» **What the exercise asks**
Please provide the entries below again, word for word.

» **Provided records**

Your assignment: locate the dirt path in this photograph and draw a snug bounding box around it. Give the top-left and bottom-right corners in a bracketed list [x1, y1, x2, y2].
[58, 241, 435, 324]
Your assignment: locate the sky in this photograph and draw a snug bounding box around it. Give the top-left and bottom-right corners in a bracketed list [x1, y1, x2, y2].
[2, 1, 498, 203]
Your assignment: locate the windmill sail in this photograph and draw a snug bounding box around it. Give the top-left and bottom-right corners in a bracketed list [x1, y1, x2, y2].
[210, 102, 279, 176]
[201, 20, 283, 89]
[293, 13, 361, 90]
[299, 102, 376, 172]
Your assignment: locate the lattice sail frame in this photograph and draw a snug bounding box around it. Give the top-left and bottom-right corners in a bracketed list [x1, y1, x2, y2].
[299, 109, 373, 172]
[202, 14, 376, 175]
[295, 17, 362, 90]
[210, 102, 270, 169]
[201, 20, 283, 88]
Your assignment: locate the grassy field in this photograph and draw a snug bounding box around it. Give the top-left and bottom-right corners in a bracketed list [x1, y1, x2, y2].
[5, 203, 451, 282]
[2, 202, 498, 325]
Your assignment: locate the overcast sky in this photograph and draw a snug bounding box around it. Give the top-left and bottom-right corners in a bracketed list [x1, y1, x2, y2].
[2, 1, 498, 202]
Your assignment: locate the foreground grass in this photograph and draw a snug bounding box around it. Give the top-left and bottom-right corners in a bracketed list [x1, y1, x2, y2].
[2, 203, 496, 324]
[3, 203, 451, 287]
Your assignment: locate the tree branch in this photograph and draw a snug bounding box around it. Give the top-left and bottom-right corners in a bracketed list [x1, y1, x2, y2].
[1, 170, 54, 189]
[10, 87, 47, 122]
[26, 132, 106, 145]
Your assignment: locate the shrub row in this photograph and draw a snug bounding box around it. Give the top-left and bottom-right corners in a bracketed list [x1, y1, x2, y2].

» **Response area**
Your assignment: locate the dirt path in this photograph and draw a snug bounding box around it. Give the top-left and bottom-right corners in a bracketed list [x1, y1, x2, y2].
[58, 241, 435, 324]
Your assignment: locate the sky in this photograph and draw a snug bounding box around it. Give the top-left and bottom-right corners in a bracketed list [x1, y1, x2, y2].
[2, 1, 498, 203]
Your assignment: locate the windmill sail in this photograph and draw a snug bounding box around it. Give the top-left and bottom-right corners in a bracketed list [x1, y1, x2, y2].
[210, 102, 279, 176]
[201, 20, 283, 89]
[293, 13, 361, 90]
[299, 102, 376, 172]
Your assignment: locate the lattice sail frame in this photograph and draw a snug bounding box around it. Give the top-left and bottom-right corners in a bracketed list [x1, y1, x2, y2].
[299, 109, 373, 172]
[202, 14, 376, 175]
[295, 17, 362, 90]
[210, 102, 270, 169]
[201, 20, 283, 88]
Your assignment: locate the grassy field in this photograph and draw a snug bounding box around it. Give the top-left and bottom-right corners in a bracketed list [x1, y1, x2, y2].
[5, 203, 451, 282]
[2, 202, 498, 325]
Your assignment: locate the overcast sky in this photograph and draw a snug bounding box around it. Give the top-left and bottom-right corners in a bracketed list [x1, y1, x2, y2].
[2, 1, 498, 202]
Your assignment: locate the foreground grass in this photograph and draw a snug bounding box around it. Give the top-left and bottom-right corners in a bracketed list [x1, y1, x2, y2].
[2, 203, 496, 324]
[3, 203, 451, 287]
Your assignment: locate the tree branch in this photograph and draw a snug bounding box around it. Give the top-left and bottom-right corners in a bracketed list [x1, y1, x2, y2].
[1, 170, 54, 189]
[10, 87, 47, 122]
[26, 132, 106, 145]
Your assignment: locate the shrub row in this photograph and draw a snug bounding box around it. Give the top-left and bottom-right corners in a bracketed list [x1, y1, x2, y2].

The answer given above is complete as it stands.